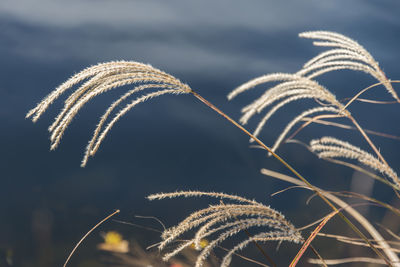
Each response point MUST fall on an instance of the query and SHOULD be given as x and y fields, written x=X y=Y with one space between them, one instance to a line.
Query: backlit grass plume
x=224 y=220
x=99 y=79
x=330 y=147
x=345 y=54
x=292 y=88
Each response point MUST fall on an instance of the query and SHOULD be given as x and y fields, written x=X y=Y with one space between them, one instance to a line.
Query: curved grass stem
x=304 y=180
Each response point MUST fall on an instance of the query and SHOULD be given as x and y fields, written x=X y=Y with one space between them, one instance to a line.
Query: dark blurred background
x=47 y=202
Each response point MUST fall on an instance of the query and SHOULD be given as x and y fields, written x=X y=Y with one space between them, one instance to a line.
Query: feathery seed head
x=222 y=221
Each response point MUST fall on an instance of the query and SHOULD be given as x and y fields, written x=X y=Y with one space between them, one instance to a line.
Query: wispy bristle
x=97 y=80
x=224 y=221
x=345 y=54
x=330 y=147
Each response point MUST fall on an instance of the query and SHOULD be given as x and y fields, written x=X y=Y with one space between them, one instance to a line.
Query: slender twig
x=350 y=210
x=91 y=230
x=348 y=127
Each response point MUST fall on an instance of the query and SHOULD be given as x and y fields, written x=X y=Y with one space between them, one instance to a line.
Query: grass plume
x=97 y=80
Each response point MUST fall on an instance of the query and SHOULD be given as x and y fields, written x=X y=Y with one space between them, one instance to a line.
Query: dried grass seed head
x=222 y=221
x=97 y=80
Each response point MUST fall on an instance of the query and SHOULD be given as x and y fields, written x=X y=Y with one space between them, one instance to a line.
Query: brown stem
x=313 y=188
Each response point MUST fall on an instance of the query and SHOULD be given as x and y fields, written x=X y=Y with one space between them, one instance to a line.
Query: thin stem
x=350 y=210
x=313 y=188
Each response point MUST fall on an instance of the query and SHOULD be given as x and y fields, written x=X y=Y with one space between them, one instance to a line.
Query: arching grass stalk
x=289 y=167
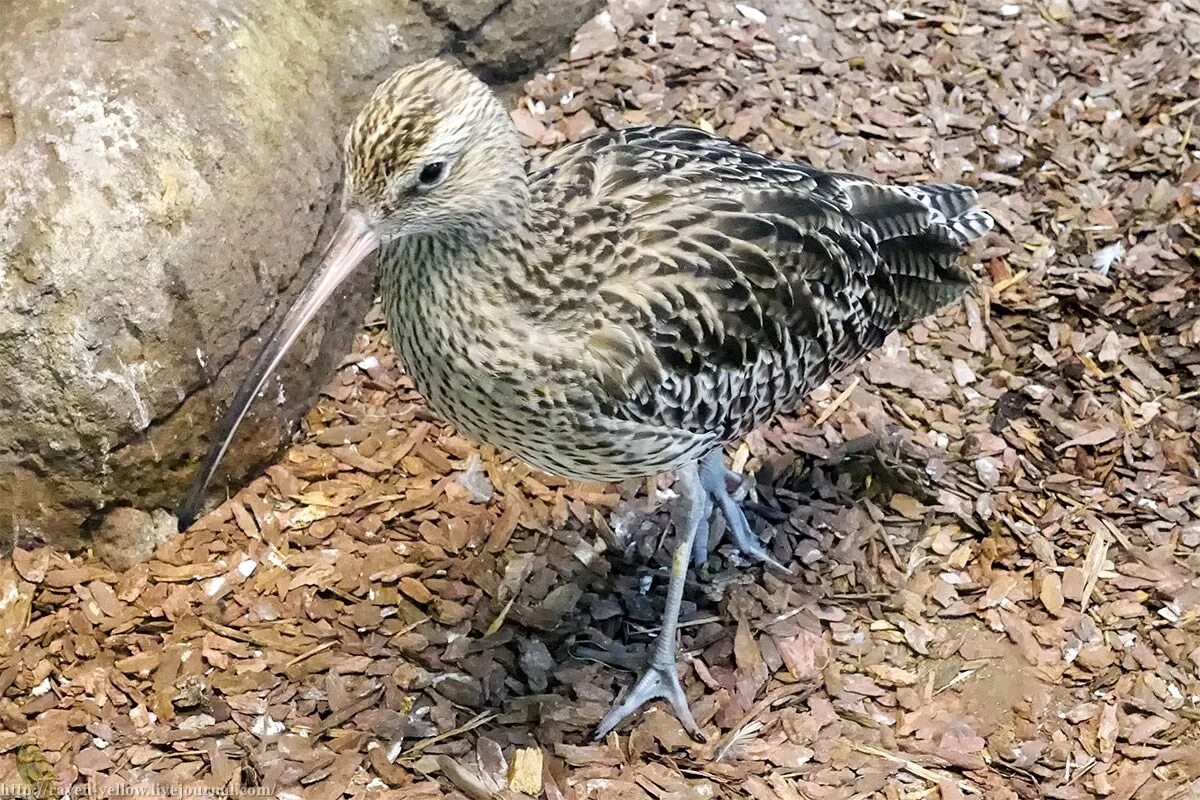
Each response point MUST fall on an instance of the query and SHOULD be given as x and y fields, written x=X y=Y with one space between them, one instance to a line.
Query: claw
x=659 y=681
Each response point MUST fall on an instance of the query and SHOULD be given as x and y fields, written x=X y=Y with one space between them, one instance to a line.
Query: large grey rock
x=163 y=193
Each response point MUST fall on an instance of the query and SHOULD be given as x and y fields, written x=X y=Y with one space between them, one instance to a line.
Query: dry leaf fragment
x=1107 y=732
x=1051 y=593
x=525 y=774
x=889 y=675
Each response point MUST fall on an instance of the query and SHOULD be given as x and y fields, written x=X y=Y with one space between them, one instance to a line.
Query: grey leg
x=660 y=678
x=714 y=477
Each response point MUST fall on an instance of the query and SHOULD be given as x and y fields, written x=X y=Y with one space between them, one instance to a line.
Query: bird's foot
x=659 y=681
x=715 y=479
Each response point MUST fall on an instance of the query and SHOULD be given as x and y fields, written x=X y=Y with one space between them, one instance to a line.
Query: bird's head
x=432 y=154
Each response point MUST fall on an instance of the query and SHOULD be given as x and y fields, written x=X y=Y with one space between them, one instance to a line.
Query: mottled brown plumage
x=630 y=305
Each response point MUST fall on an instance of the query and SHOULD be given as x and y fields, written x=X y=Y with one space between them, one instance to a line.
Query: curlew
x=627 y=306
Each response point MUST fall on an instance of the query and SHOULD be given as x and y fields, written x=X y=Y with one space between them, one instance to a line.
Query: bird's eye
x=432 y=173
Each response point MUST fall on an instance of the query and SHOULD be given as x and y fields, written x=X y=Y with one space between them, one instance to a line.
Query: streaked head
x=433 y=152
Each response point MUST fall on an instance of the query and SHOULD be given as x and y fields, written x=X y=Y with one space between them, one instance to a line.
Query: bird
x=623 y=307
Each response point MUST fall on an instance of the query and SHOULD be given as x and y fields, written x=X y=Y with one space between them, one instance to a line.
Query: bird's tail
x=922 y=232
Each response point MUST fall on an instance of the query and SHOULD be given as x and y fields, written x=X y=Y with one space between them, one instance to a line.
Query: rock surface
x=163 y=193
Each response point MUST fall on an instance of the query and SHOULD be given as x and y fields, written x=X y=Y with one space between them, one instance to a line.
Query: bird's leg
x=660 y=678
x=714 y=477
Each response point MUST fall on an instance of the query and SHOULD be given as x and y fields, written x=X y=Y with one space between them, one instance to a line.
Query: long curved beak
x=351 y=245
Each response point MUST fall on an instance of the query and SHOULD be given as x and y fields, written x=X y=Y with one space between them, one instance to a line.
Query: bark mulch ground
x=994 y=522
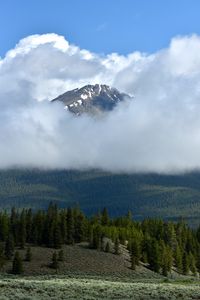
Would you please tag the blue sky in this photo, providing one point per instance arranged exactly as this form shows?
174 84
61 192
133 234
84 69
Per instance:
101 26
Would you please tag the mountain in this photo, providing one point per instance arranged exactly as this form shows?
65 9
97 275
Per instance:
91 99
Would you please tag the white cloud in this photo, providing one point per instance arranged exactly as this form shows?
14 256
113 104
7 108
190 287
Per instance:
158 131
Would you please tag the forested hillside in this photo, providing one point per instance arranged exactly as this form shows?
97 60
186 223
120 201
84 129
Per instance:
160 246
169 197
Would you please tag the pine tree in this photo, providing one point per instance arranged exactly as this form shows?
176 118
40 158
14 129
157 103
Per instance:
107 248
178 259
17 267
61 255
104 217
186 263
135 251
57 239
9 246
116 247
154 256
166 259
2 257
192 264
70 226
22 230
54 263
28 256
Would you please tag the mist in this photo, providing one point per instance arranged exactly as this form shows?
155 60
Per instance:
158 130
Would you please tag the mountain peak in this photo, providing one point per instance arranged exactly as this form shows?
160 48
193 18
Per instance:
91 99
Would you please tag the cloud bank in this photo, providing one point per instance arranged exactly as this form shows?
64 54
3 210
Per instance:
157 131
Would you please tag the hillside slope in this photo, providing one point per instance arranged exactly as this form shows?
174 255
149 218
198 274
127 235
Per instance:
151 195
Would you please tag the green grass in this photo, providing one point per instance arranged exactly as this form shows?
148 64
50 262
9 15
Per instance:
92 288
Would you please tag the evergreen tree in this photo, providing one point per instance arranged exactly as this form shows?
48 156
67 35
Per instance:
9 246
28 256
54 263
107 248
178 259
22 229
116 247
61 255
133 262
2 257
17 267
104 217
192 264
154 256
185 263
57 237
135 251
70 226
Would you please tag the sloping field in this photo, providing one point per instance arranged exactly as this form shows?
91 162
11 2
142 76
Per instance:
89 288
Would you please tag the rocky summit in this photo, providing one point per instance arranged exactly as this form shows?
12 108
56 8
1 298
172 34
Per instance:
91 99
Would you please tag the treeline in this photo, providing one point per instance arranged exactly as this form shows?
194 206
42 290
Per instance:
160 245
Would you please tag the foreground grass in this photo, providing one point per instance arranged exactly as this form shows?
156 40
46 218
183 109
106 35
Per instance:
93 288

——————

Written task:
Retype every entry verbatim and exclude the pictures from the copy.

Response to the exercise:
Each response point MUST fall on an instance of the query and SHOULD be given as x and y fields, written x=X y=Y with one space between them, one instance to a line.
Query: backlit grass plume
x=224 y=220
x=99 y=79
x=330 y=147
x=345 y=54
x=292 y=88
Each response point MUST fall on an instance of the query and SHOULD be given as x and y fields, written x=X y=Y with one space between them, one instance to a line.
Query: curved grass stem
x=304 y=180
Each response point MUST fall on an instance of the query and SHOULD be given as x and y fields, written x=X y=Y with one space between them, one instance to a line.
Query: dark blurred background
x=47 y=202
Each response point MUST fall on an instance of the query and SHOULD be given as x and y fields, written x=X y=Y with one space between them, one instance to a line.
Query: feathery seed head
x=222 y=221
Each response point MUST fall on an instance of the query and SHOULD be given as x and y fields, written x=X y=Y with one space between them, one instance to a line.
Query: wispy bristle
x=97 y=80
x=224 y=221
x=345 y=54
x=330 y=147
Each response point MUST fall on an instance of the query and SHOULD be given as x and y fields, written x=X y=Y with one space between them, one instance to a line.
Query: slender twig
x=350 y=210
x=91 y=230
x=348 y=127
Each response point MUST fall on an instance of the query and SHOULD be given as x and y fields, written x=X y=Y with one space between them, one instance to a line.
Query: grass plume
x=97 y=80
Each response point MUST fall on an instance of the query and SHOULD be given as x and y fields, written x=X y=Y with one space between them, one instance to a line.
Query: dried grass seed head
x=222 y=221
x=97 y=80
Each response point MUST fall on an instance of the query and SHOULD be given as x and y fields, written x=X y=Y with one space between them, one instance to a line.
Query: brown stem
x=313 y=188
Each response point MUST fall on an instance of the query and SHOULD be given as x and y fields, written x=X y=Y with one space between them, one instance to a line.
Query: thin stem
x=350 y=210
x=313 y=188
Each response point MUST fall on an instance of the query and SHOULD be given as x and y fields, written x=X y=Y with one space between them, one instance to a line.
Query: arching grass stalk
x=289 y=167
Each response point MUST fall on an instance of the query and SHOULD be given as x and y fields, written x=X y=Y with one space between them, one instance to a line.
Query: claw
x=659 y=681
Each response point MUST fall on an instance of the query and SHOULD be given as x and y fields, written x=X y=Y with one space between them, one instance to a line.
Query: large grey rock
x=163 y=193
Each response point MUST fall on an instance of the query and SHOULD be given as x and y fields, written x=X y=Y with one space between them, one instance to a line.
Query: dry leaf fragment
x=1107 y=732
x=1051 y=593
x=525 y=774
x=889 y=675
Each response point MUST fall on an instance of the query and SHOULD be given as x and y fields, written x=X y=Y with one space between them, one instance to a line.
Query: grey leg
x=660 y=678
x=714 y=477
Each response point MUST fall on an instance of the query and SHOULD be given as x and y fields, written x=X y=Y with one space between them, one instance to a line.
Query: bird's foot
x=659 y=681
x=715 y=479
Each response point MUST fall on an instance of the query and SHOULD be given as x and y fields, written x=X y=Y with one space between them, one instance to a line.
Query: bird's head
x=432 y=154
Each response point MUST fall on an instance of the query and SHOULD be given as x and y fields, written x=X y=Y with one space between them, one instance to a line.
Query: mottled brown plumage
x=630 y=305
Each response point MUST fall on an instance of the query and SHOULD be given as x and y fields, written x=X y=Y with one space between them, one instance to a line.
Query: curlew
x=627 y=306
Each response point MUST fall on an instance of the query and SHOULD be given as x and y fields, written x=X y=Y with one space between them, one instance to a line.
Query: bird's eye
x=432 y=173
Each response point MUST fall on an instance of the query and SHOULD be given as x and y fields, written x=X y=Y with one space between them, one instance to a line.
Query: streaked head
x=433 y=152
Each response point MUST fall on an instance of the query and SHOULD be given as x and y fields, written x=X y=Y with one space between them, one instance to a line.
Query: bird
x=623 y=307
Each response point MUST fall on an instance of the query and SHOULD be given as x and y fields, written x=X y=Y with one space between them, one instance to a line.
Query: bird's tail
x=922 y=232
Each response point MUST fall on an instance of the query and SHOULD be given as x and y fields, written x=X y=Y with one space between them, one instance to a line.
Query: rock surface
x=163 y=193
Each response point MUST fall on an instance of the query and SHOULD be given as x and y fields, written x=X y=Y with one space between them, one instance to a line.
Query: bird's leg
x=660 y=678
x=714 y=477
Each response point MUST fall on an instance of the query and SHOULD be given as x and y fields, written x=X y=Y with one space between them, one instance to a line.
Query: long curved beak
x=351 y=245
Each response point MUST fall on an instance of the query and SHOULD be given as x and y fields, written x=X y=Y with one space between them, one instance to a line.
Query: bark mulch ground
x=994 y=522
Would you please tag the blue sky in this photo, providing one point per instance arranged exactly as this form shows?
174 84
61 192
133 234
84 69
Per instance:
101 26
Would you please tag the mountain in this photo, providing one point per instance arranged exactly as this form shows?
65 9
97 275
Per instance:
91 99
Would you please tag the white cloud in this photo, providing one point per instance arranged exactly as this form shows?
14 256
113 104
7 108
190 287
Per instance:
158 131
Would you please tag the forested hillside in this photo, providing one point per instance arranged exactly as this form shows?
97 60
186 223
120 201
84 129
Per instance:
160 246
169 197
Would you please tag the pine tree in this photo, providing one point per instance arranged exactly as this form shows?
176 118
40 158
14 129
157 103
Per instance:
107 248
178 259
17 267
61 255
104 217
186 263
135 251
57 239
9 246
116 247
154 256
166 259
2 257
192 264
70 226
22 230
54 263
28 256
Would you please tag the mist in this photo, providing one point per instance arranged exactly as this form shows?
155 60
Per instance:
158 130
Would you please tag the mountain peak in this photo, providing one point per instance arranged exactly as this form shows?
160 48
193 18
Per instance:
91 99
Would you please tag the cloud bank in this photo, providing one point per instance arranged exactly as this form shows?
64 54
3 210
Per instance:
157 131
Would you please tag the hillside slope in this photo, providing one point per instance arranged exactly as this form shows?
174 255
149 218
198 274
127 235
Per instance:
151 195
Would you please tag the green grass in this photo, providing one point per instance arranged exactly as this form shows?
148 64
50 262
9 15
Per instance:
92 288
Would you please tag the evergreen tree in this photo, providing one point per instance arranged exactly as this form shows?
48 156
67 35
Per instance:
9 246
28 256
54 263
107 248
178 259
22 229
116 247
61 255
133 262
2 257
17 267
104 217
192 264
154 256
185 263
57 237
135 251
70 226
Would you please tag the sloping field in this photo, providing one point per instance arranged exactly as this form shows?
91 162
11 2
142 76
Per instance:
89 288
Would you please tag the rocky summit in this photo, providing one point per instance arranged exactly as this form shows?
12 108
56 8
1 298
172 34
Per instance:
91 99
Would you please tag the treeline in this photo, providing one point per instance arranged exactly as this form shows?
194 206
42 290
Per instance:
160 245
Would you please tag the foreground grass in this photo, providing one point per instance arranged exactly as this form shows?
156 40
46 218
183 109
106 35
Per instance:
93 288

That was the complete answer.